## GOAL
Can you retype every record below exactly as written?

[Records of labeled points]
:::::
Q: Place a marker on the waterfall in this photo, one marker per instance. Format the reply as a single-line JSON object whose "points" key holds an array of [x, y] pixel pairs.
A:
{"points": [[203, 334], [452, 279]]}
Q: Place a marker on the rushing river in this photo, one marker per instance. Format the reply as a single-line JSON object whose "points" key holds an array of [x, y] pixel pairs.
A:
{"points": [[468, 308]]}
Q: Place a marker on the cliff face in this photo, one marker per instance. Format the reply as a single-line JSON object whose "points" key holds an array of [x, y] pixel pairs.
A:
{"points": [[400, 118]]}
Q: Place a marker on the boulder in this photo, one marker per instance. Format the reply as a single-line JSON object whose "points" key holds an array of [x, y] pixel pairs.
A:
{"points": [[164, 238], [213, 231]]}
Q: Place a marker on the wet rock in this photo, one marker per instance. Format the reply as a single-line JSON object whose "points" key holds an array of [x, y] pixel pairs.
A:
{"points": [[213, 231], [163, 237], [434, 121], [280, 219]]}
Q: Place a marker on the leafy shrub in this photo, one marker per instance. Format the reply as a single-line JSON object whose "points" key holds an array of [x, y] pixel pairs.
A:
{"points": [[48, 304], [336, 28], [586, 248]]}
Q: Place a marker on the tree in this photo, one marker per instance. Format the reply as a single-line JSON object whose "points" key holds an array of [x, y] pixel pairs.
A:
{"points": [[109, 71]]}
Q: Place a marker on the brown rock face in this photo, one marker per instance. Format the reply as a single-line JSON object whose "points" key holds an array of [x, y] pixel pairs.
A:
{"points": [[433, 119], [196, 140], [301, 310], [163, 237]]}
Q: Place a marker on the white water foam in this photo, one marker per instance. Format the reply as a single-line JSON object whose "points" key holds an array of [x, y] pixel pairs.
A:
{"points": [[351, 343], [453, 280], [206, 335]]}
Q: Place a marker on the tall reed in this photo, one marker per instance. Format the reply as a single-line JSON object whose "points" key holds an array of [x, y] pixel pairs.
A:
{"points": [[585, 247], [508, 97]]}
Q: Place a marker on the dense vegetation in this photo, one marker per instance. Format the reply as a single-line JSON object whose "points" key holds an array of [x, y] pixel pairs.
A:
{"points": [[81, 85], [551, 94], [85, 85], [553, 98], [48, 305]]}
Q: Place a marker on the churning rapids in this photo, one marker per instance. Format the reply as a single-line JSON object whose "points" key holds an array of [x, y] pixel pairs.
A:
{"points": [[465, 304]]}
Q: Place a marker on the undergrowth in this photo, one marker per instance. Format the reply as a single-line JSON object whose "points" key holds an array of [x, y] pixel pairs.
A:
:::::
## TASK SOLUTION
Q: Place a marker on the waterfall in this photo, one marker per instance. Format the reply as a single-line JSON object whose "points" key holds an array of [x, y] pixel pairs.
A:
{"points": [[203, 334], [452, 279]]}
Q: Place a marker on the rushing river in this photo, one marker per instance. Format the reply as a single-line JSON object whose "points" key holds an array of [x, y] pixel pairs.
A:
{"points": [[468, 308]]}
Q: Place a marker on the cliff face in this photo, one marker per instance. Format the reply as a single-line JSON object whose "points" key holds an array of [x, y] pixel pairs.
A:
{"points": [[400, 118]]}
Q: Place a marker on the boulder in this photo, one marker per instance. Format the reply as a single-line JSON object whose "points" key holds an array of [x, y] pixel pairs.
A:
{"points": [[164, 238], [213, 231]]}
Q: Place a marker on the wet rock in this photo, one marker per instance. Format the reply as a single-line JSON object whose "points" key holds an array of [x, y] pixel pairs.
A:
{"points": [[213, 231], [163, 237], [434, 121], [280, 219]]}
Q: Place a marker on the leafy shrub in this photo, one marker per instance. Format the reply as a single-line JSON object whose "points" key holds an array of [x, y] pixel pairs.
A:
{"points": [[48, 304], [336, 28], [586, 248]]}
Q: Place a marker on the tree in this photo, one marker per instance. Format the reply as a single-line JSON object whose "points" key holds an array of [x, y] pixel pairs.
A:
{"points": [[109, 71]]}
Q: Place a marker on the brown rock face in this photo, one marker per instance. Format the reply as a single-line JSON object whose "points" key holds an array of [x, y] pixel pairs.
A:
{"points": [[433, 119], [196, 140], [301, 310], [163, 237]]}
Q: Place a marker on the white water foam in this photo, one marker per instance. Format the reply as a single-line JSON object whose "points" key holds an array of [x, y] pixel pairs.
A:
{"points": [[351, 343], [453, 280], [206, 335]]}
Q: Place a marker on the tall reed in this photo, one marker per instance. Format the reply as a single-line JSON object whose "points" key holds an array of [x, y] pixel pairs.
A:
{"points": [[585, 247], [508, 97]]}
Q: Place a marker on the dense vegetation in this photo, one marker per instance. Format the reply as a single-line JSON object whose "points" key holds an array of [x, y] pixel pairs.
A:
{"points": [[81, 85], [551, 94], [85, 85], [553, 98], [48, 305]]}
Q: Place a marker on the churning rapids in this photo, one marker per instance. Format the reply as a single-line JSON object whose "points" key holds an array of [x, y] pixel pairs.
A:
{"points": [[465, 304]]}
Q: Place a marker on the undergrowth in this photo, one marker per instance. Format the reply as a single-line JSON object whose "points" key holds an array of [x, y] pixel pairs.
A:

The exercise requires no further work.